■ **THE TASK**: Present the records from the line containing "Could you point out the green leaf" through the line containing "<point>187,46</point>", both lines included, as a Markdown table with the columns Number and Text. Give each line its own numbered row and omit blank lines.

────────

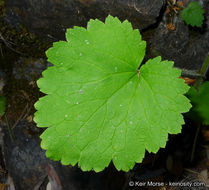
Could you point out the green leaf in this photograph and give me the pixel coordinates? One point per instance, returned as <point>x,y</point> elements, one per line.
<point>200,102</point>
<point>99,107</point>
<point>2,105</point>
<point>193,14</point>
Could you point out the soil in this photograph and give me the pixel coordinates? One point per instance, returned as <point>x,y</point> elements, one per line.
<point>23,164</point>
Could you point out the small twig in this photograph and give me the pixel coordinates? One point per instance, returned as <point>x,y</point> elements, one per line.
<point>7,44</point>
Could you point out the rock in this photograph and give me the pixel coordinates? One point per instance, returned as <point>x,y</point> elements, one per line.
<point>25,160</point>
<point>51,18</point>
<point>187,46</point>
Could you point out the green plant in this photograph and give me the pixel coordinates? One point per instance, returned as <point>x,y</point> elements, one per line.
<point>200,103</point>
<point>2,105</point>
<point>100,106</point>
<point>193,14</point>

────────

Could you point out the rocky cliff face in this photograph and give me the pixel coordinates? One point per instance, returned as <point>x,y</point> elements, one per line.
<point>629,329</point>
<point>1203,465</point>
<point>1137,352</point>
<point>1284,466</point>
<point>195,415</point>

────────

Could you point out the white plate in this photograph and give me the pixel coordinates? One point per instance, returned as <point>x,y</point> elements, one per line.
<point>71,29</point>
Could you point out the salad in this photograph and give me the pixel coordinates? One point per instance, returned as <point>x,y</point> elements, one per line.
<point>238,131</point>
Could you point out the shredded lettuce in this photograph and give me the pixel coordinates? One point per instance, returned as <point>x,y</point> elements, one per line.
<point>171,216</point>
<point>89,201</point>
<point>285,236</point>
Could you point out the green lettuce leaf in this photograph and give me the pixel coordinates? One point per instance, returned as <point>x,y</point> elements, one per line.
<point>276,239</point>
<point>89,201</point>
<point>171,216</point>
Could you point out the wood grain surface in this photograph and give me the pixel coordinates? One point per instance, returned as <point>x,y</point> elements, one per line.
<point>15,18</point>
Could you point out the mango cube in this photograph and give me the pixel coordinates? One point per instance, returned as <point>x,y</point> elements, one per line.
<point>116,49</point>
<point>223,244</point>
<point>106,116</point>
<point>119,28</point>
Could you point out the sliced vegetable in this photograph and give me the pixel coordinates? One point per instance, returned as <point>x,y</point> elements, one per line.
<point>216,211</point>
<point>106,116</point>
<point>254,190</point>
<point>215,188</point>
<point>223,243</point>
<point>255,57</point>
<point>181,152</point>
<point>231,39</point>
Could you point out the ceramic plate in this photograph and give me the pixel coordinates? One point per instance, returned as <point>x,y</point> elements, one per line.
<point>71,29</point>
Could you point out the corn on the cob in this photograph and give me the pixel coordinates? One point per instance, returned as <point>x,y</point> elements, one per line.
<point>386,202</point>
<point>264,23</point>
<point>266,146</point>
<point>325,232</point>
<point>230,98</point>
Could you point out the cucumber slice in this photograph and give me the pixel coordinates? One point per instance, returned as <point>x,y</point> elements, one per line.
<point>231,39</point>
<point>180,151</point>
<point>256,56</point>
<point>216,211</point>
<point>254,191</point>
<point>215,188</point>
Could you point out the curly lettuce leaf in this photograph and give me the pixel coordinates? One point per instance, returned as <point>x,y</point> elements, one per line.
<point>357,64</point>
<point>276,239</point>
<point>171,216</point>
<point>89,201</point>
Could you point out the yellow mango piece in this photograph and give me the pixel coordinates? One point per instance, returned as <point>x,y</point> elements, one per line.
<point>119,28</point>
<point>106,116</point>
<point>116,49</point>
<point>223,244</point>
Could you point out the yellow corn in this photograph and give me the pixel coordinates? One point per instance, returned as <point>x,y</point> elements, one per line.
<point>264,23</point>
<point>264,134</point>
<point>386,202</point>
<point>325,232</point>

────────

■ **OUTPUT BELOW**:
| Number | Text |
|---|---|
| 1 | Could you point out the green leaf in this photograph and give me the pixel coordinates? One point per instance, returned as <point>x,y</point> elements, one per line. |
| 2 | <point>200,102</point> |
| 3 | <point>99,107</point> |
| 4 | <point>2,105</point> |
| 5 | <point>193,14</point> |
| 6 | Could you point out the soil in this photograph and give me the pixel coordinates? One point per instance, returned as <point>x,y</point> elements, one per line. |
| 7 | <point>23,164</point> |
| 8 | Could you point out the small twig in this photograph and give me the pixel coordinates? One point per instance, returned as <point>x,y</point> elements, one per line. |
| 9 | <point>7,44</point> |
| 10 | Could you point out the rock in this photograph and give me the pixel coordinates? One point per instance, returned as <point>x,y</point> elements, one per line. |
| 11 | <point>25,160</point> |
| 12 | <point>51,18</point> |
| 13 | <point>187,46</point> |